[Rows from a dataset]
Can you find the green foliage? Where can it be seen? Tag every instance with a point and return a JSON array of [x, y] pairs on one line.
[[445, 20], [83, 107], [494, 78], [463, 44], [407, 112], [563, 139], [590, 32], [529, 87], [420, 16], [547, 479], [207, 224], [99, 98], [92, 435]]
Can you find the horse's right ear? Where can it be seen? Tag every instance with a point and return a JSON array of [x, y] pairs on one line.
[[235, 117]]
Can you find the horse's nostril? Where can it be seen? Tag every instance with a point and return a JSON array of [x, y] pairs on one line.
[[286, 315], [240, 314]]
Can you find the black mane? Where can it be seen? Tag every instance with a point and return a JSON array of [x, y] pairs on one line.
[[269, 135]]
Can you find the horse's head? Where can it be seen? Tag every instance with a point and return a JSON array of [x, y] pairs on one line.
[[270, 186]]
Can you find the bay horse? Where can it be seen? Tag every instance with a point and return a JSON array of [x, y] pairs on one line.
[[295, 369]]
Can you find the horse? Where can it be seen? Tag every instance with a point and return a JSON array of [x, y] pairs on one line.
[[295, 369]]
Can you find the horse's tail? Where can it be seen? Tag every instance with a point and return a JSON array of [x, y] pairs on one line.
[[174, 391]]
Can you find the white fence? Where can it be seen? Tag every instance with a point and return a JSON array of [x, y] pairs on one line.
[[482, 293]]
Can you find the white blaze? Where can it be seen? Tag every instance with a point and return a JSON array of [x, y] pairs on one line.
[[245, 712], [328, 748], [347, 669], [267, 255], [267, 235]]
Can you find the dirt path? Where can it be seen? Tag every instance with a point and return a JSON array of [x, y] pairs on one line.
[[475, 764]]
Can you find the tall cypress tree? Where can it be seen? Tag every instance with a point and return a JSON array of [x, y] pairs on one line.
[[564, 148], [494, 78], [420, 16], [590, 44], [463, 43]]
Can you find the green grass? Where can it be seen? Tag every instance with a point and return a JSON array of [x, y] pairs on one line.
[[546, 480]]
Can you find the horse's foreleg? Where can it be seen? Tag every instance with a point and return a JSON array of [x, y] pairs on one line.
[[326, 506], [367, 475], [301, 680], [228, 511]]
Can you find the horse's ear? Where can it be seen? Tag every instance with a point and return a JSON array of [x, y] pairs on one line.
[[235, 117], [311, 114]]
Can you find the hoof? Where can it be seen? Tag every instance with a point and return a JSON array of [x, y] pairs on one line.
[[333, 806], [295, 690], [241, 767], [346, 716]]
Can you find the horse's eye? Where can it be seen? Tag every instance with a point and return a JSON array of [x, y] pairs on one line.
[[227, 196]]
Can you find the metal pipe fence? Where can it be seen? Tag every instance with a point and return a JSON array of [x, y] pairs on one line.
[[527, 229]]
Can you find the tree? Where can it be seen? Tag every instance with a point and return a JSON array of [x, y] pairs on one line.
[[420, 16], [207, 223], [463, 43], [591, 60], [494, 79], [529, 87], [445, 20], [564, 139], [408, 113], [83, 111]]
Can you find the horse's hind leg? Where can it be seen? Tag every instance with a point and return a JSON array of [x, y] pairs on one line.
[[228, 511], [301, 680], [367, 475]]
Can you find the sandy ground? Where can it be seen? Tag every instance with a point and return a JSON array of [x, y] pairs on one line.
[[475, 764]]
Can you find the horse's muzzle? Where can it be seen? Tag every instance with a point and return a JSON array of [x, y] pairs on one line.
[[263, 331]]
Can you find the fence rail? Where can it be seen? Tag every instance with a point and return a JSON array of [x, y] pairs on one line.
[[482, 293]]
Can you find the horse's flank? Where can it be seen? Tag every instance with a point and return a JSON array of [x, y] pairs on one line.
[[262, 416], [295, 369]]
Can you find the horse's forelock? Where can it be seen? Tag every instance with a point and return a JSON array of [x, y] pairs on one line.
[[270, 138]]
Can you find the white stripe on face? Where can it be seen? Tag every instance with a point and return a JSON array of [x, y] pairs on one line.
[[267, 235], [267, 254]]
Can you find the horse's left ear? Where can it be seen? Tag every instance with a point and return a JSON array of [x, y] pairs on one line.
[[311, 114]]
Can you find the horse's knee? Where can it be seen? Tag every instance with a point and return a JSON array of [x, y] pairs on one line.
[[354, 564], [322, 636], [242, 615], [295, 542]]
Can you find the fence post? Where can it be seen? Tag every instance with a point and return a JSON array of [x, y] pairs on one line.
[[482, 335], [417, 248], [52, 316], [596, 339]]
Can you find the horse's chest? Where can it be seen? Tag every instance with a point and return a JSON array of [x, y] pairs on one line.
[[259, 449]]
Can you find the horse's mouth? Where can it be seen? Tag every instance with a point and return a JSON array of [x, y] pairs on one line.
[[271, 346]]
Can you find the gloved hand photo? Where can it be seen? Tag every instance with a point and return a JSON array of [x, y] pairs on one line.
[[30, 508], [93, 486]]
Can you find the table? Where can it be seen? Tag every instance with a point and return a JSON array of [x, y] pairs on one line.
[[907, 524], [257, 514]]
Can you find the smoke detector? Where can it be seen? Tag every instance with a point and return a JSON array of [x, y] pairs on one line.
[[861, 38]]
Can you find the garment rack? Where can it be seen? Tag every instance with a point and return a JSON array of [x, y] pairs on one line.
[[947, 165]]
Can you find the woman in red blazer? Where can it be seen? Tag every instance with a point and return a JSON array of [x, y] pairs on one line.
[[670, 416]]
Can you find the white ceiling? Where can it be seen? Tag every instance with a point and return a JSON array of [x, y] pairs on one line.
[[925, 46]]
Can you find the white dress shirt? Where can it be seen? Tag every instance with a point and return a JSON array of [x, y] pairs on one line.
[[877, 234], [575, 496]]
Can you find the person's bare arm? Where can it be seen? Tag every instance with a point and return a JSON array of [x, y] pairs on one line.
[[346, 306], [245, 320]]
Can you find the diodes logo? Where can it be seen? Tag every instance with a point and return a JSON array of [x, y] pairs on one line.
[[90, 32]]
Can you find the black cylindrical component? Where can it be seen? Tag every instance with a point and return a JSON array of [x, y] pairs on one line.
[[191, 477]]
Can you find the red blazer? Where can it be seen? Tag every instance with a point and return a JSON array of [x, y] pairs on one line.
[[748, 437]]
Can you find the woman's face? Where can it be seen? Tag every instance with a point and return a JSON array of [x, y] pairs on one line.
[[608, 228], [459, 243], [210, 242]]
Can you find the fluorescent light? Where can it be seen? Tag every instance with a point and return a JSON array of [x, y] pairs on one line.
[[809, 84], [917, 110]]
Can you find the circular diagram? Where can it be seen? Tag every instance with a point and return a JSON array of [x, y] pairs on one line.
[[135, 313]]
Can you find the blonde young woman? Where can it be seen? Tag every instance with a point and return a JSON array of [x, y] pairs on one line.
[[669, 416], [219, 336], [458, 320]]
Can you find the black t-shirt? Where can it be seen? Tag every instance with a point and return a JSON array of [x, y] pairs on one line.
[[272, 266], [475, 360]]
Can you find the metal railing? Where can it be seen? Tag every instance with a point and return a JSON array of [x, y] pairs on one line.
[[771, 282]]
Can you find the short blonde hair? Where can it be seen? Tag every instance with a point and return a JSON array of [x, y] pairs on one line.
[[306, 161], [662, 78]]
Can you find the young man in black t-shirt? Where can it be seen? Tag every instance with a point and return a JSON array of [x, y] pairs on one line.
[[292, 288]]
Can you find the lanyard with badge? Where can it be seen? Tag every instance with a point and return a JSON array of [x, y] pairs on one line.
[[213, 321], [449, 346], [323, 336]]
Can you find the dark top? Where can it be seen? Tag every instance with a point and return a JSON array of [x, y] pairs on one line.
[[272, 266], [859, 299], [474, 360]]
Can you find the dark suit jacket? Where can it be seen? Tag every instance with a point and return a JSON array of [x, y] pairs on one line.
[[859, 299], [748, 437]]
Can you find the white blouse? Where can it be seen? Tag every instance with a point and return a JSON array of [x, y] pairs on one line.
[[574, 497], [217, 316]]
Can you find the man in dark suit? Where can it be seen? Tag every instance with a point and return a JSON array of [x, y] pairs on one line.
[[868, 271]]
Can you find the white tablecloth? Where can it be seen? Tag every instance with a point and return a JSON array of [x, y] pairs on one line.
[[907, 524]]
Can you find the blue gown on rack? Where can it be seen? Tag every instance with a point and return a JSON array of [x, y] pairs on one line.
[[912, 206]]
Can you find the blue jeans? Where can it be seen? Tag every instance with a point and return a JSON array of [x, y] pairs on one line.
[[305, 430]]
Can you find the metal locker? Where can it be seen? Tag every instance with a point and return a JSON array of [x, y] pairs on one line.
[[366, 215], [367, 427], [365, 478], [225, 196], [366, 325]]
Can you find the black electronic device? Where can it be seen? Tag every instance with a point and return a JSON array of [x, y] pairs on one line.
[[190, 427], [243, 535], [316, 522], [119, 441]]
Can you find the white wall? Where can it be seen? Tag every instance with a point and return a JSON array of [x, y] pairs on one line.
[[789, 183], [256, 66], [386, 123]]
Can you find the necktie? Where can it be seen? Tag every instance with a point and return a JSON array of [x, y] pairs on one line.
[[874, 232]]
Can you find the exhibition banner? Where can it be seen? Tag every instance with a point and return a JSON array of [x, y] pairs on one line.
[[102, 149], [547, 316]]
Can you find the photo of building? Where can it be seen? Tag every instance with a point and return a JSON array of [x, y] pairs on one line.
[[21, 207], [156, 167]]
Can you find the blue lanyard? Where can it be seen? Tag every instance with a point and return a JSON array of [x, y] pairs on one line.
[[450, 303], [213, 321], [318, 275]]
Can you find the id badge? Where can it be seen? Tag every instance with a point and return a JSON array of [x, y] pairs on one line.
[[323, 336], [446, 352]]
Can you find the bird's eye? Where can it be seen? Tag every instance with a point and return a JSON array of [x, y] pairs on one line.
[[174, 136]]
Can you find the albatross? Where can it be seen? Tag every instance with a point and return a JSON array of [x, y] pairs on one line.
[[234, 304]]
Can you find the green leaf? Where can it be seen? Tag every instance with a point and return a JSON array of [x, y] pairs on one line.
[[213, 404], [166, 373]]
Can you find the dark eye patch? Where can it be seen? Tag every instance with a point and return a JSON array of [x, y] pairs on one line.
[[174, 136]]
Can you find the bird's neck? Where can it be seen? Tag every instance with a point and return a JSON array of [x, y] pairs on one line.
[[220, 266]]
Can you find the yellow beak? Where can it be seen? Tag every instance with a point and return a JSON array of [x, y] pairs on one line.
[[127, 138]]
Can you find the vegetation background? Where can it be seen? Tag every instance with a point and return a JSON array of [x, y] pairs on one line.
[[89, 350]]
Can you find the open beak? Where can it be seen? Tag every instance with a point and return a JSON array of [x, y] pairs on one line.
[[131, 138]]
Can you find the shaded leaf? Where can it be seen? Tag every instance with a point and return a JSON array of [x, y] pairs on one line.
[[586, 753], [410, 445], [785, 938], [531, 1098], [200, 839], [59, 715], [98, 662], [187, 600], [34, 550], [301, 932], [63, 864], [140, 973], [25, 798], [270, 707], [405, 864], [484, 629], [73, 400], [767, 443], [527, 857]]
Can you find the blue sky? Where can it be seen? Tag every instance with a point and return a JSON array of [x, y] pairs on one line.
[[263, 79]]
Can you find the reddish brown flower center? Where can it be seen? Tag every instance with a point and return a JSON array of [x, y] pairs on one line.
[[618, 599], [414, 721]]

=== EXERCISE PROMPT ===
Return, unchanged, each line from the line containing "Can you find the yellow" through the last line of the material.

=== RESULT FOR THIS TASK ===
Can you find the yellow beak? Where can it be seen? Tag every instance with a point and return a JSON array of [x, y] pairs on one line.
[[127, 138]]
Can you find the vegetation background? Where can it be seen? Tag every instance with a point and return a JSON array of [x, y] pairs on one line.
[[89, 350]]
Can you find the open beak? Where can it be seen? Tag every instance with a point and return a JSON array of [x, y] pairs on one line.
[[131, 138]]
Can you find the shaded leaf? Where can it be seen? Tag every instance with a point and return a JSON array of [x, y] pairs on one line.
[[586, 753], [410, 445], [785, 938], [531, 1098], [200, 839], [59, 715], [98, 662], [187, 600], [34, 550], [301, 932], [63, 864], [140, 973], [25, 798], [270, 707], [405, 864], [484, 629], [73, 400], [767, 443], [527, 857]]
Can you find the blue sky? Where can it be seen? Tag every instance with a point and return a JSON array of [x, y] pairs on one line.
[[263, 79]]
Can you find the reddish brown flower center? Where can it be seen? Tag every instance with a point and return a JSON array of [x, y] pairs on one line.
[[618, 599], [414, 721]]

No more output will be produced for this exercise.